EXERCISE INPUT -
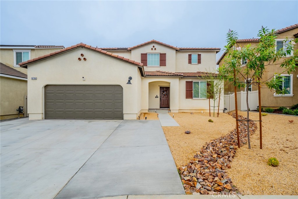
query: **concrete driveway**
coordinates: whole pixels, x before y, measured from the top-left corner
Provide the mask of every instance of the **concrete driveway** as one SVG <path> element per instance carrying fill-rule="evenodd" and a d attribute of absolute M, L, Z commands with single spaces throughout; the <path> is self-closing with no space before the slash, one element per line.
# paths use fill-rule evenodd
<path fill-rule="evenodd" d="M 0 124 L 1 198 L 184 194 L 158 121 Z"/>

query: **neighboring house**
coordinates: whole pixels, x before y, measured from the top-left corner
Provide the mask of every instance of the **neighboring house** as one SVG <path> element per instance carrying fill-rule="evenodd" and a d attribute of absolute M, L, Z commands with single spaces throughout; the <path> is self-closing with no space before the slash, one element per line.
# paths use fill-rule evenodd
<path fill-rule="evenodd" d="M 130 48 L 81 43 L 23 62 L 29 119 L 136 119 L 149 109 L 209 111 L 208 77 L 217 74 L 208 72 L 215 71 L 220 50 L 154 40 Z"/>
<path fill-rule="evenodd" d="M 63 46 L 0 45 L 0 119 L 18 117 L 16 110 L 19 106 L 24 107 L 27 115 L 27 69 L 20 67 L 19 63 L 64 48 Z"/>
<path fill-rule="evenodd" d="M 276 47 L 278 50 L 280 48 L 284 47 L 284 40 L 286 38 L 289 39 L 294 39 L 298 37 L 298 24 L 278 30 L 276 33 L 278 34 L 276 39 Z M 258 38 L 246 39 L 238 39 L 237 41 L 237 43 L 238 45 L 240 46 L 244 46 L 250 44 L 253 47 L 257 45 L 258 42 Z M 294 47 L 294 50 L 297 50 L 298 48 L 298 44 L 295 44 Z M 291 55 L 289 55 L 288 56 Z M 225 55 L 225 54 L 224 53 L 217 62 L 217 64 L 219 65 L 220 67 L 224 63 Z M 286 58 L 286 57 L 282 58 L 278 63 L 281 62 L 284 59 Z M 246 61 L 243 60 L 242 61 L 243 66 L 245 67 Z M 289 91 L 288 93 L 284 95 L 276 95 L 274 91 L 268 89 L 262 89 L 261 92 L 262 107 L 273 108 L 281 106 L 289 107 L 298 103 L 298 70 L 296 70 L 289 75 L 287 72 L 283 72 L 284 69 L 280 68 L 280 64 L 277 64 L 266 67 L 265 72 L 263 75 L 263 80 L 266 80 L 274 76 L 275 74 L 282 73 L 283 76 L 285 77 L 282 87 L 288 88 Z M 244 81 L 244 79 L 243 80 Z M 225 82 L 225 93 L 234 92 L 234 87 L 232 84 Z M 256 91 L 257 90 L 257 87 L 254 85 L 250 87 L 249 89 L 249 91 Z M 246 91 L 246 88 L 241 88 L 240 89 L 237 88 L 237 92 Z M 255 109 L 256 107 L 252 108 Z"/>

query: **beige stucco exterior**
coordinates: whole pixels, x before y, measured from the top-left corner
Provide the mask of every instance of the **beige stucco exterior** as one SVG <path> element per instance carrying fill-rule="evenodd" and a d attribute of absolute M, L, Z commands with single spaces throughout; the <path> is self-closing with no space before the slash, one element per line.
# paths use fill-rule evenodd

==

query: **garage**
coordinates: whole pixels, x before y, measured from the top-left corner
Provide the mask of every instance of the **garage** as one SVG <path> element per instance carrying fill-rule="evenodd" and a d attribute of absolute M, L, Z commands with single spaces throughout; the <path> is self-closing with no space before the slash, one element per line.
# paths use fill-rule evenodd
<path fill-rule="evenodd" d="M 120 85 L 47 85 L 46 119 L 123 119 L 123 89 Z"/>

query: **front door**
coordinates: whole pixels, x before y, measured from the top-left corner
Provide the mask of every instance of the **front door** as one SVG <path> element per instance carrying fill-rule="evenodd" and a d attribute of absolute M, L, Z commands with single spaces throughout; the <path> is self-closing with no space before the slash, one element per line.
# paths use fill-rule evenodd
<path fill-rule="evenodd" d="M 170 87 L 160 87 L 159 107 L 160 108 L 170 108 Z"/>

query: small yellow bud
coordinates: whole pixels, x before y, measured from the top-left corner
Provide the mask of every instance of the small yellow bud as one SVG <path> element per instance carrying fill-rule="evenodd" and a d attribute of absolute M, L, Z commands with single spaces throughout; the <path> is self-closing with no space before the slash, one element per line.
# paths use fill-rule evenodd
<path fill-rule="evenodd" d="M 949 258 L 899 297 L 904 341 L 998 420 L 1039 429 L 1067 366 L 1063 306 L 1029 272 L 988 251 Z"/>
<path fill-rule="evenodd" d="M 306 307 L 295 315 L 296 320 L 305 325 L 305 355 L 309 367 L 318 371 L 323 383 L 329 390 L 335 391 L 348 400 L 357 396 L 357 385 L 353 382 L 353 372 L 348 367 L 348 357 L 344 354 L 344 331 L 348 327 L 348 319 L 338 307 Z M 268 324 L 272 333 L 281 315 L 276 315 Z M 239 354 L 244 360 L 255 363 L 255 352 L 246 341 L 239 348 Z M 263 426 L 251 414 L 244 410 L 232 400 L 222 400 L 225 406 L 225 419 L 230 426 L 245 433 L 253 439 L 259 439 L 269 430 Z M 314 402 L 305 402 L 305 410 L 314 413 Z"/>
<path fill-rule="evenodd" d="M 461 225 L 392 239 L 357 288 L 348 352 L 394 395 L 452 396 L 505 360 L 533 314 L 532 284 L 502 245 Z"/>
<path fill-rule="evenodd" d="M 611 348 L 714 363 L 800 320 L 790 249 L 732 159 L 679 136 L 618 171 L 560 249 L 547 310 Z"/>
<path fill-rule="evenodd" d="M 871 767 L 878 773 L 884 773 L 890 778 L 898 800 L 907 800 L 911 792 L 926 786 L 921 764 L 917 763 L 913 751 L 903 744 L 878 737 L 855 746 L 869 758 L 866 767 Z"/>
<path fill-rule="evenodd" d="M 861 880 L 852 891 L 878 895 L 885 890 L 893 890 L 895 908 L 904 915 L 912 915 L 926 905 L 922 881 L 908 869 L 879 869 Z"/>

PROBLEM REQUIREMENTS -
From the material above, list every line that contains the string "front".

WRITTEN SOLUTION -
query: **front door**
Provide the mask of every instance of the **front door** as one SVG <path> element per instance carrying fill-rule="evenodd" and a d attribute of absolute M, L, Z commands with single spaces throughout; the <path> is self-closing with no space before the slash, one element per line.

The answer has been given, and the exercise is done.